EXTRACTED TEXT:

————————

Losers: Gary Bettman’s Comedy
Try as he might, Bettman couldn’t overpower the jeering Philly fans with his usual brand of Draft whimsy. “Isn’t this supposed to be the City of Brotherly Love?” /rimshot
Winners: No-Trade Clauses
Ryan Kesler got his wish, which was a move out of Vancouver to division rival Anaheim. Jason Spezza prevented a trade to Nashville with his. NTCs rule the hockey world.
Losers: Teams That Hand Out No-Trade Clauses
On the flip side, the Canucks got the kind of value you’d expect when a player has a one-team trade market, and the Senators had to admit that Spezza killed a trade with the Predators, potentially leading to Dany Heatley Version 2.0 for Bryan Murray.
Winners: St. Louis Blues
Defenseman Carl Gunnarsson can be a top four pairing guy and a potential match with Kevin Shattenkirk. Beyond that trade, the Blues made a solid pickup with big forward Robbie Fabbri and was one of the big winners on Day 2.
Losers: Toronto Maple Leafs
Roman Polak is the kind of defenseman that you can literally hear Leafs fans tearing apart for his ineffectiveness by midseason. While William Nylander was a solid first-round choice, the rest of the draft was way more “what if?” than filling needs. But hey, at least they didn't re-sign Dave Bolland.

————————

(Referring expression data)
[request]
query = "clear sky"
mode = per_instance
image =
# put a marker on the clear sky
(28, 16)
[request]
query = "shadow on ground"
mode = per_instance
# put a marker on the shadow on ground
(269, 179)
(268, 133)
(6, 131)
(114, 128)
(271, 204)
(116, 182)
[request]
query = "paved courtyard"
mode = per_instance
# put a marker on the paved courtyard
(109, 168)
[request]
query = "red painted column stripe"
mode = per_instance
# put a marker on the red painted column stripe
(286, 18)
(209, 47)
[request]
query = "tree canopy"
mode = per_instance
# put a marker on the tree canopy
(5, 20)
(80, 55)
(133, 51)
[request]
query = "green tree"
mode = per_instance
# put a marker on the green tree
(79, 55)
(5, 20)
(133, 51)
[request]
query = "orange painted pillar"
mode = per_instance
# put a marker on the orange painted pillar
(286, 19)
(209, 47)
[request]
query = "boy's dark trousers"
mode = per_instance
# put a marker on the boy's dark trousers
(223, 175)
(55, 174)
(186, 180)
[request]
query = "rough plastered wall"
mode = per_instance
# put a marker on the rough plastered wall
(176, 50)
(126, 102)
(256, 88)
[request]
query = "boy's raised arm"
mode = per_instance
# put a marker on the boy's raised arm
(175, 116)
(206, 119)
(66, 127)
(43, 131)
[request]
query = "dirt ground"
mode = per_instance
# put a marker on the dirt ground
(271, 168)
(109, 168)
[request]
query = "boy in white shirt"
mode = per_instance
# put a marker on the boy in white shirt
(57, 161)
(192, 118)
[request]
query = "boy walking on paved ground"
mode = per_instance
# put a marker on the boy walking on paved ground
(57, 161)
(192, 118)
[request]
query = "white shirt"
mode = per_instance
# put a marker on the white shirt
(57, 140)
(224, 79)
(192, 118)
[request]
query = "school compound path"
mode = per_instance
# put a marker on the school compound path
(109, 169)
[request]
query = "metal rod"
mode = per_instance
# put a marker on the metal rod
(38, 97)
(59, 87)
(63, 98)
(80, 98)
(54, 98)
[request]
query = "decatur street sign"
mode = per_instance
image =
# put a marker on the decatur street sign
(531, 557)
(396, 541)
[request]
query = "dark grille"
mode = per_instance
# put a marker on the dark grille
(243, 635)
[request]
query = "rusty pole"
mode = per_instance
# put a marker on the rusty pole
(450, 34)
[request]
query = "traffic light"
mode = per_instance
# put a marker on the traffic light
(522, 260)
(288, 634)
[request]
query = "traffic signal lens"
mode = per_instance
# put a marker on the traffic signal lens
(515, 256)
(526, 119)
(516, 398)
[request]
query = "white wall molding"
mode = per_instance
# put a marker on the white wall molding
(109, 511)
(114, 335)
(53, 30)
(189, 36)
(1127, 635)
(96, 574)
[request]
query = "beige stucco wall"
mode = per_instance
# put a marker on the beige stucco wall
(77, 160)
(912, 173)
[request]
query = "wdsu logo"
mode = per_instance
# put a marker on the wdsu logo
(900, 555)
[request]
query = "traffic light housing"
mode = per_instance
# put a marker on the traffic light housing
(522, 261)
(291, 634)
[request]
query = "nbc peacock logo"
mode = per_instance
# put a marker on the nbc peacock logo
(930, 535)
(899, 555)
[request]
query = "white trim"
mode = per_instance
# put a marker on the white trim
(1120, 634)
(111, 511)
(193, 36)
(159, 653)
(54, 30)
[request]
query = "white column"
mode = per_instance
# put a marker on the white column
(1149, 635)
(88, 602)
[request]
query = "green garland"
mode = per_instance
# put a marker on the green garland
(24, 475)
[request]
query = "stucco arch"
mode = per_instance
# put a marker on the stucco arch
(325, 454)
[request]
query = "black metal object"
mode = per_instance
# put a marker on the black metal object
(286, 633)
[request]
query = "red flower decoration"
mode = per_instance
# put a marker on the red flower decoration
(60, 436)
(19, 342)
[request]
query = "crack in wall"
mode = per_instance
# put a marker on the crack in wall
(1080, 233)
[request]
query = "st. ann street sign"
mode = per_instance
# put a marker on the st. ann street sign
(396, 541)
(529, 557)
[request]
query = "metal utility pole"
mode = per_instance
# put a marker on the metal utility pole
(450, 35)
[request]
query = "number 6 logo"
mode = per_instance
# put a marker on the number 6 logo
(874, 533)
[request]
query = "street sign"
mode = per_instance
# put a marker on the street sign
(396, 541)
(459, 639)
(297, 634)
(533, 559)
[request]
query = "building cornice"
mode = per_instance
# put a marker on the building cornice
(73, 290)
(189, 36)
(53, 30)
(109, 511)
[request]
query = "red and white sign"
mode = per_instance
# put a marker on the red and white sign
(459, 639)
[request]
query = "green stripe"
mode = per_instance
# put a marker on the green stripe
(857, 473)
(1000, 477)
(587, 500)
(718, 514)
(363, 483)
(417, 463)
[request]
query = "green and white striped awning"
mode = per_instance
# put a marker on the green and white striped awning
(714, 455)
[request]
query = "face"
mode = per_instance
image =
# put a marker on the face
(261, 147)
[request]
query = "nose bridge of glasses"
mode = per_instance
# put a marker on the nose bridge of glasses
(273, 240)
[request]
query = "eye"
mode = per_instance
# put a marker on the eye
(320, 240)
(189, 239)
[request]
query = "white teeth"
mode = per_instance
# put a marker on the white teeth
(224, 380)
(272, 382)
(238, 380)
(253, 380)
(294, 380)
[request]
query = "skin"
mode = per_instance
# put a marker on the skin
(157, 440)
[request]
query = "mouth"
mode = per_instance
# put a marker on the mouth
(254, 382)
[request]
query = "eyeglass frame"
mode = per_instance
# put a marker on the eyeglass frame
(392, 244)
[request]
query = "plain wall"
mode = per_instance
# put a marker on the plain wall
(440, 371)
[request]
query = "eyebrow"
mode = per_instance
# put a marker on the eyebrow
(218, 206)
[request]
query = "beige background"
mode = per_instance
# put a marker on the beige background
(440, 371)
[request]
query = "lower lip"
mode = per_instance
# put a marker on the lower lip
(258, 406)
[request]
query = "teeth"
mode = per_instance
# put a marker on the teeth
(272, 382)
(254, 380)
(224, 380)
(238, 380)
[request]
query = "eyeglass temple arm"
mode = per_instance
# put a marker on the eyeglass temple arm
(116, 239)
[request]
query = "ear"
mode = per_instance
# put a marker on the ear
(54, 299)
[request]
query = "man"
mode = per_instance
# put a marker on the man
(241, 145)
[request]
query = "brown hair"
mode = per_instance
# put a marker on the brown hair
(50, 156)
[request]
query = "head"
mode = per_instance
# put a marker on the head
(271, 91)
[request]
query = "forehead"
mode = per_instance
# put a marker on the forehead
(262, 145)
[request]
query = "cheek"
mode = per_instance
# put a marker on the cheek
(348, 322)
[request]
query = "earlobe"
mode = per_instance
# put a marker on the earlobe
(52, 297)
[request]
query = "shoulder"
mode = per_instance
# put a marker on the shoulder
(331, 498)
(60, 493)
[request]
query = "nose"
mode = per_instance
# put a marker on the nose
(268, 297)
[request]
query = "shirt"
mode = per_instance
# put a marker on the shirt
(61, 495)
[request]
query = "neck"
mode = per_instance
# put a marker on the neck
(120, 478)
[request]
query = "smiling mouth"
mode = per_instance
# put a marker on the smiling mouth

————————

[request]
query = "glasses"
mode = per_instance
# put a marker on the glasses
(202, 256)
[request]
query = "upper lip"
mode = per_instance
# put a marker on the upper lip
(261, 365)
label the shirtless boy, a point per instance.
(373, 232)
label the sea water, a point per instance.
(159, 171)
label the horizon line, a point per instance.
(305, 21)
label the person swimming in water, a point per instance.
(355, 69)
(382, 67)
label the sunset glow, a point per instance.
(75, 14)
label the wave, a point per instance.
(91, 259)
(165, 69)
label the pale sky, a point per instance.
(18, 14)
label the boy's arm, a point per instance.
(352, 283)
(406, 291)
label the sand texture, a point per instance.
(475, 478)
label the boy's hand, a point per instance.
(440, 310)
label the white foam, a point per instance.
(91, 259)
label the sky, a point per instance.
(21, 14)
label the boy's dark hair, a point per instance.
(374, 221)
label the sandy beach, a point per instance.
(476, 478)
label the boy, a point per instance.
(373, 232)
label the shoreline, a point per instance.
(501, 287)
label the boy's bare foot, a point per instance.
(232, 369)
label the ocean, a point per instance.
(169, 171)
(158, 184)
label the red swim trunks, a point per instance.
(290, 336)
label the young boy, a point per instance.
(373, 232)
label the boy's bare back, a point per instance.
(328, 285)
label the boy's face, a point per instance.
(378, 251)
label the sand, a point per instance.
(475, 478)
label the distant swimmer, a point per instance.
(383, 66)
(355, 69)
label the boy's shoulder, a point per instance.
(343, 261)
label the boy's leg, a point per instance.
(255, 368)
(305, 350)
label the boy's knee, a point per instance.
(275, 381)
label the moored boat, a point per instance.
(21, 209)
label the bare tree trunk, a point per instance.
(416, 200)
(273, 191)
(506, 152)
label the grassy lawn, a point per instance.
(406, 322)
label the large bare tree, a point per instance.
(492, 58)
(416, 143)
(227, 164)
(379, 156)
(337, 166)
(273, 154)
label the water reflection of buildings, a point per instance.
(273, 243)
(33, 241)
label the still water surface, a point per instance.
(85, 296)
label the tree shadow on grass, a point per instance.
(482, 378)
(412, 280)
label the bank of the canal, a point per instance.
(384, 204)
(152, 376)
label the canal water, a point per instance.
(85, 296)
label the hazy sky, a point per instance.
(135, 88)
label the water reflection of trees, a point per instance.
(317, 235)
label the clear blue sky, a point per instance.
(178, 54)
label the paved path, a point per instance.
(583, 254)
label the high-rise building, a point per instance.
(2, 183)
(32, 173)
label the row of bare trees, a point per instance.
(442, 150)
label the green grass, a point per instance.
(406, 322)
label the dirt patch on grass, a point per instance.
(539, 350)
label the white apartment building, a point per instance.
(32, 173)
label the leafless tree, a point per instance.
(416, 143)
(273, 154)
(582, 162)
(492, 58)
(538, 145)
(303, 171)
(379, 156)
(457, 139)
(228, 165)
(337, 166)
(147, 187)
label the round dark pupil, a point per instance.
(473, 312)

————————

PARTS OF THE EXERCISE:
A. Translate this sentence from the draft winners-and-losers text into Spanish: "Ryan Kesler got his wish, which was a move out of Vancouver to division rival Anaheim."
B. Copy the draft winners-and-losers text word for word from "Losers: Gary Bettman’s" to "for Bryan Murray.".

EXERCISE RESULTS:
A. Ryan Kesler consiguió lo que deseaba, que era salir de Vancouver rumbo a Anaheim, rival de división.

B.
Losers: Gary Bettman’s Comedy
Try as he might, Bettman couldn’t overpower the jeering Philly fans with his usual brand of Draft whimsy. “Isn’t this supposed to be the City of Brotherly Love?” /rimshot
Winners: No-Trade Clauses
Ryan Kesler got his wish, which was a move out of Vancouver to division rival Anaheim. Jason Spezza prevented a trade to Nashville with his. NTCs rule the hockey world.
Losers: Teams That Hand Out No-Trade Clauses
On the flip side, the Canucks got the kind of value you’d expect when a player has a one-team trade market, and the Senators had to admit that Spezza killed a trade with the Predators, potentially leading to Dany Heatley Version 2.0 for Bryan Murray.